** Start EXCERPT TO READ **

Electric fences build character


There was no better job on the farm than going after the cows out in the big pasture.

After being cooped up in school for what seemed like many merciless hours, the thought of grabbing the stock cane and heading off on a productive jaunt with a great dog was the best part of a day.

The cows, calm from a day out in the wide open, bellies full of pasture grass, always cooperated and began moving toward the opening to the smaller pasture.

Our black and tan English Shepherd helped with a steady presence, knowing the job just as well as any of us. It was a great job for a child.

The fence

There was one hitch. And it was a mighty big hitch. Once in awhile the gate handle to close off the big pasture could give off a surprise for the child bringing up the herd.

I knew I had to grab it with enough strength to pull the electric wire taut, lining it up to the closure link. I tried the ‘grab it with gusto’ approach, but sometimes as a little girl, I didn’t have enough force in the pull.

The fence to the big pasture had to be closed, or we would have to repeat this long walk at 4:30 a.m. when milking time rolled around again.

** End EXCERPT TO READ **

STATED EXERCISE A | Update the point placement records from the line with "the wooden door" to the line with "[(472, 298), (32, 292)]" by changing "wooden door" to "oak door", and give only those lines with nothing else altered.

** Start LISTED RECORDS **

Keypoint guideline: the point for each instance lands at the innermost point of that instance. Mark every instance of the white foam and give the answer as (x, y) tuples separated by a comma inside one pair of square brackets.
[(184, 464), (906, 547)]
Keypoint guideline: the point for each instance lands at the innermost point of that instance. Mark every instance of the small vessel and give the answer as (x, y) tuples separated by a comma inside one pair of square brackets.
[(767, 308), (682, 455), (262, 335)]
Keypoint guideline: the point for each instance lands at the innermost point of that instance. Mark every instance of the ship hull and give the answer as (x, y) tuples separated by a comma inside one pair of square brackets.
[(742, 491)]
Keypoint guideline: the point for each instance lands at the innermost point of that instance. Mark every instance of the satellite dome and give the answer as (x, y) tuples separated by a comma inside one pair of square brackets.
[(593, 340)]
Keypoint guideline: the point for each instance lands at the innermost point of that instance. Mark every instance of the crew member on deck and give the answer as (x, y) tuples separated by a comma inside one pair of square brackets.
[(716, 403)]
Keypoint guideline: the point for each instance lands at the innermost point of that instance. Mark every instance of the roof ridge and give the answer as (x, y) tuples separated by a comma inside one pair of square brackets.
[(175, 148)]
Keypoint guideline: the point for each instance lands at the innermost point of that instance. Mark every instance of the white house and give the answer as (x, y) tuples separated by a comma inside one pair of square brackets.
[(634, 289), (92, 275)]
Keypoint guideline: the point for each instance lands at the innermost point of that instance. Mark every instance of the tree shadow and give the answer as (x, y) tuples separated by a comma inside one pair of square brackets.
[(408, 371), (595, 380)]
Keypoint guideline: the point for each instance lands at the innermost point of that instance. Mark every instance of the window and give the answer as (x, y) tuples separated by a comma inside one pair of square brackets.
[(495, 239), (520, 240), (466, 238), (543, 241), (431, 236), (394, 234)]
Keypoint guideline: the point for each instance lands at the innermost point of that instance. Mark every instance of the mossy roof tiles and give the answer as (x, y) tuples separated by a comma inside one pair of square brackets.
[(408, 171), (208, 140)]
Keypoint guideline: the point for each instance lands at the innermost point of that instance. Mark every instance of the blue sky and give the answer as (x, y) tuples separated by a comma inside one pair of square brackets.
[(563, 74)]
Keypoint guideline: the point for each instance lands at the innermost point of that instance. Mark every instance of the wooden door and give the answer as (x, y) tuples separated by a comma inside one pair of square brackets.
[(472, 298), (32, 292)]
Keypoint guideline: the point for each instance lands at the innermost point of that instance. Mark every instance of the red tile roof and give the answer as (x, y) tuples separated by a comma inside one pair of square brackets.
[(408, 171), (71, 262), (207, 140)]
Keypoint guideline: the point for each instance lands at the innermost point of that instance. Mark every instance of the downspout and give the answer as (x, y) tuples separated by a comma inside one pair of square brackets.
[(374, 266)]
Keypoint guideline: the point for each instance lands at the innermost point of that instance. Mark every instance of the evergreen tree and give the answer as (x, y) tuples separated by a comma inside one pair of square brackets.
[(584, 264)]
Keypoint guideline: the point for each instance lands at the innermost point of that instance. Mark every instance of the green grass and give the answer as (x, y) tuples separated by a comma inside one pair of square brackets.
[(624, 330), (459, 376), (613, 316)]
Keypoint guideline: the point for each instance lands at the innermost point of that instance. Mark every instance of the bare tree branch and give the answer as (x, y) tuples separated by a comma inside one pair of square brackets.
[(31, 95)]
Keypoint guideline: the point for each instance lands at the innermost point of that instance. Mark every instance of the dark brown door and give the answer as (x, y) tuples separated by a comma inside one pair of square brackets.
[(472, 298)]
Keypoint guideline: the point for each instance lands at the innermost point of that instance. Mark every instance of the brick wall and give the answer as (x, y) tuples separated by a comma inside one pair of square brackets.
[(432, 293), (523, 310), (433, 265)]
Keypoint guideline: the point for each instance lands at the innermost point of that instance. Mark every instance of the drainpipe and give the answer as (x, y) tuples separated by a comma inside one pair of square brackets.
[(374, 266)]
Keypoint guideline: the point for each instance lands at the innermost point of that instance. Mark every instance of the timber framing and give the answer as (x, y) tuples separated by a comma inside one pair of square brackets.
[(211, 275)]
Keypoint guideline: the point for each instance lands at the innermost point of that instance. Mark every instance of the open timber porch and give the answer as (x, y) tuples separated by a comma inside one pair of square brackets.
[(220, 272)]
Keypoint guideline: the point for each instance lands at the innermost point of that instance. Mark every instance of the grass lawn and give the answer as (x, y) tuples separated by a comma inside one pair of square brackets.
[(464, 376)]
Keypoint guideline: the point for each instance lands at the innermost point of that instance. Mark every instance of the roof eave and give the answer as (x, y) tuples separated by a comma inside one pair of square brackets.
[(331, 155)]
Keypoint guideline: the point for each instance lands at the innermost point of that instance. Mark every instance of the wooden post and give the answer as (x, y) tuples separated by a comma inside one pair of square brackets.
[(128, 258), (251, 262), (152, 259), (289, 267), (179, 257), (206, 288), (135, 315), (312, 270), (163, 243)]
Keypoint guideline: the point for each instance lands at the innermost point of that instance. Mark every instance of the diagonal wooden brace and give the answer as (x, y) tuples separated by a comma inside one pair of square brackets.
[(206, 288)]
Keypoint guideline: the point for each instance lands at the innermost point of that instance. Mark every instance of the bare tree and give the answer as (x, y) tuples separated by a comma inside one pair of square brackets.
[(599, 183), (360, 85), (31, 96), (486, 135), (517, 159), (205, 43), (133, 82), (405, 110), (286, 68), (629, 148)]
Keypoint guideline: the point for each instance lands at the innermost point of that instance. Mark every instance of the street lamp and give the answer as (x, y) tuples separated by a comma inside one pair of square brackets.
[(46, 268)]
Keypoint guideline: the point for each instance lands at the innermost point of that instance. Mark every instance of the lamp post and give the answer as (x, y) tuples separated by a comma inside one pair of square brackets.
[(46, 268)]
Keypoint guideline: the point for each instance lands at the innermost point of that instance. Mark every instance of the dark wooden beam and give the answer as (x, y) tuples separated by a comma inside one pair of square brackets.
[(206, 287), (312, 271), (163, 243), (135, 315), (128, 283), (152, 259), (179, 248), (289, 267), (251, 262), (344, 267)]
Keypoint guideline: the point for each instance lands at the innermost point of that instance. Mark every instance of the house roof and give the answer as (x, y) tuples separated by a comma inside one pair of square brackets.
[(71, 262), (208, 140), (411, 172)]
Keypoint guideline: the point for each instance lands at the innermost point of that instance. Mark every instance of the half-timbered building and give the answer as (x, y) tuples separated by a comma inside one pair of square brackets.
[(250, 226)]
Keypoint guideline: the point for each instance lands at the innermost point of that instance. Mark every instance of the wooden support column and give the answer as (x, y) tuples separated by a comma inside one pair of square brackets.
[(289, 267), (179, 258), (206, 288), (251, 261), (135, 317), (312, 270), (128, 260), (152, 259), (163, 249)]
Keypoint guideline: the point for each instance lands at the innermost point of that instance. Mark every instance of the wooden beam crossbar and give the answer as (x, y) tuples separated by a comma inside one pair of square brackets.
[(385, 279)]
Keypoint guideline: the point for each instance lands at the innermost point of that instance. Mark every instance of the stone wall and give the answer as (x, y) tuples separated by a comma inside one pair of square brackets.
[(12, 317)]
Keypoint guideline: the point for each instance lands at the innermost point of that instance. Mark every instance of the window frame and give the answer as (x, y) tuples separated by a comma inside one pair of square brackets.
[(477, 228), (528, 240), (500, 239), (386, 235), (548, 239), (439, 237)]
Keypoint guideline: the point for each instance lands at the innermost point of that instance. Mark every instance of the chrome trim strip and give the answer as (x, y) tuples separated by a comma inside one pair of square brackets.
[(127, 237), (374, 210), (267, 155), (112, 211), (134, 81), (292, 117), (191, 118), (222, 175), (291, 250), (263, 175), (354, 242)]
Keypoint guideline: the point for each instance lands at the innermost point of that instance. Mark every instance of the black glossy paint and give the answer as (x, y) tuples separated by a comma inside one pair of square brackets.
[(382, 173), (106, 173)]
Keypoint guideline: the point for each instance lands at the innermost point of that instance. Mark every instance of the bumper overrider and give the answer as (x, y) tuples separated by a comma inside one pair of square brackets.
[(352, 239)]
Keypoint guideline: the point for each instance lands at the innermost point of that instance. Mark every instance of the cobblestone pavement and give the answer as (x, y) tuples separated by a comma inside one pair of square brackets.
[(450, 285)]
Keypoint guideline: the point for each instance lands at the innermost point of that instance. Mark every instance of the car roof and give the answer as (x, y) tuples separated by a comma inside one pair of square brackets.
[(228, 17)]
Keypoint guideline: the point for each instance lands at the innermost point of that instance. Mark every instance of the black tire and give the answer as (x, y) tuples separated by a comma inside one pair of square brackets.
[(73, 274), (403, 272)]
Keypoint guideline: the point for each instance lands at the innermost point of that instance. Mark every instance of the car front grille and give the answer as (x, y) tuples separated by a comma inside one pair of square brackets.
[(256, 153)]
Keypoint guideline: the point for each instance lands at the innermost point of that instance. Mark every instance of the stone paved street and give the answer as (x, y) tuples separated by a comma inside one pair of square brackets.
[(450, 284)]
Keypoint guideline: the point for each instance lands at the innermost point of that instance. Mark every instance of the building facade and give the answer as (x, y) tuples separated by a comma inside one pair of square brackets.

** End LISTED RECORDS **

STATED EXERCISE B | Please return the part of the electric fence essay from "There was one" to "rolled around again.", copied word for word.

TASK SOLUTION A |
Keypoint guideline: the point for each instance lands at the innermost point of that instance. Mark every instance of the oak door and give the answer as (x, y) tuples separated by a comma inside one pair of square brackets.
[(472, 298), (32, 292)]

TASK SOLUTION B |
There was one hitch. And it was a mighty big hitch. Once in awhile the gate handle to close off the big pasture could give off a surprise for the child bringing up the herd.

I knew I had to grab it with enough strength to pull the electric wire taut, lining it up to the closure link. I tried the ‘grab it with gusto’ approach, but sometimes as a little girl, I didn’t have enough force in the pull.

The fence to the big pasture had to be closed, or we would have to repeat this long walk at 4:30 a.m. when milking time rolled around again.